## CONSIGNE
Dans le texte sur l'inaction des grandes puissances, quel pays du Moyen-Orient, autre que la Syrie, est nommé ?

## EXTRAIT DU TEXTE
************
La communauté internationale ou plutôt les grandes ou moyennes « puissances » qui parlent en son nom ont été paralysées par la barbarie d’un despote syrien et les doutes légitimes et compréhensibles sur l’action de ceux qui veulent y mettre fin. Dont acte. Ces mêmes puissances ont été, et sont, hésitantes face au choix qu’elles perçoivent devoir faire […]
La communauté internationale ou plutôt les grandes ou moyennes « puissances » qui parlent en son nom ont été paralysées par la barbarie d’un despote syrien et les doutes légitimes et compréhensibles sur l’action de ceux qui veulent y mettre fin. Dont acte. Ces mêmes puissances ont été, et sont, hésitantes face au choix qu’elles perçoivent devoir faire entre la peste et le choléra dans un autre pays du Moyen-Orient, l’Égypte. Dont acte encore. Dans les deux cas, les opinions ont été profondément divisées et les réseaux sociaux se sont déchaînés sur le qui, sur le quoi et sur le comment.
Dans l’est de la République « démocratique » du Congo, il ne s’agit ni de choix entre peste et choléra, ni de la barbarie d’un tyran, mais bien d’indifférence et surtout d’inconscience et d’inconsistance de la part des institutions et des responsables chargés par un mandat international dûment acté de maintenir la paix dans une région d’Afrique centrale où la pauvreté et l’exclusion font bon ménage avec un énorme potentiel de ressources naturelles convoitées par une large gamme d’acteurs, nationaux ou internationaux. Il s’agit aussi d’un « réseau d’élite » congolais soucieux avant tout d’accaparer le pouvoir et de le conserver par des stratégies de cooptation et de prébendes dans le contexte d’un système politique où la débrouillardise règne en maître depuis plus d’une décennie et a mis à mal l’état de droit comme l’État tout court.
************
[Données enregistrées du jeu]
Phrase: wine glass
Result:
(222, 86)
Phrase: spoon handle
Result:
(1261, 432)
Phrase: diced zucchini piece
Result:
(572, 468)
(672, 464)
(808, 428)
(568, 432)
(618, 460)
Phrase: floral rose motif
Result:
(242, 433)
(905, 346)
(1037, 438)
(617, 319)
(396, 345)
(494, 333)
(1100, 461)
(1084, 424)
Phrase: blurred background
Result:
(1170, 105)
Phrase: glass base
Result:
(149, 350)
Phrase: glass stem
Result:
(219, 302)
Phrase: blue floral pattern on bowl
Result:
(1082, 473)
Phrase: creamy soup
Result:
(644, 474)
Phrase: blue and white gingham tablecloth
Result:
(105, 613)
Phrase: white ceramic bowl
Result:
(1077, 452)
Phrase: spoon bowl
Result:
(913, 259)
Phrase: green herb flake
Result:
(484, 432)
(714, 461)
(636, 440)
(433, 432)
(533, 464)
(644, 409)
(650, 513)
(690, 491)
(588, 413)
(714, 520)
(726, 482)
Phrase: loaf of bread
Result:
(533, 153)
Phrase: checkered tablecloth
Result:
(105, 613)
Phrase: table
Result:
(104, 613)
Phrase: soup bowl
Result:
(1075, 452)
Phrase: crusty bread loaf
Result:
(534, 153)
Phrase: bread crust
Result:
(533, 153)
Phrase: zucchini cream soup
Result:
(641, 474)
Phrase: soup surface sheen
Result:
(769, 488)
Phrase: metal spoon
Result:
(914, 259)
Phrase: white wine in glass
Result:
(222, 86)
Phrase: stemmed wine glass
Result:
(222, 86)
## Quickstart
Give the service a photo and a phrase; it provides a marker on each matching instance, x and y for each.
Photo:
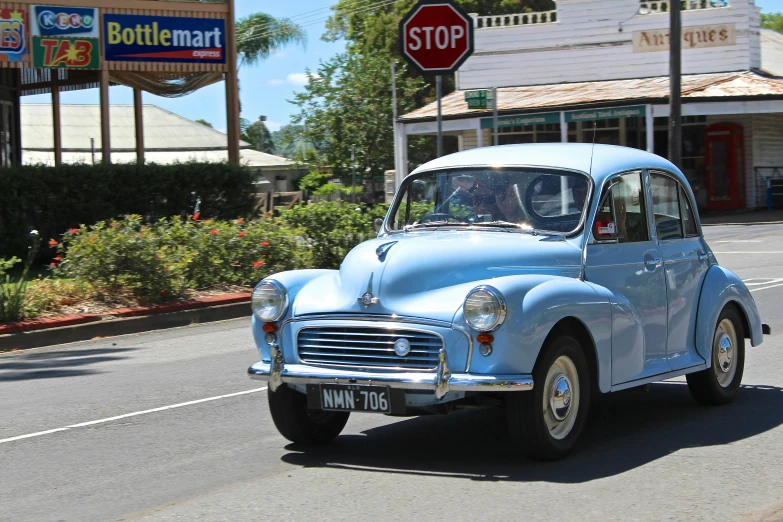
************
## RÉPONSE ATTENDUE
L'Égypte.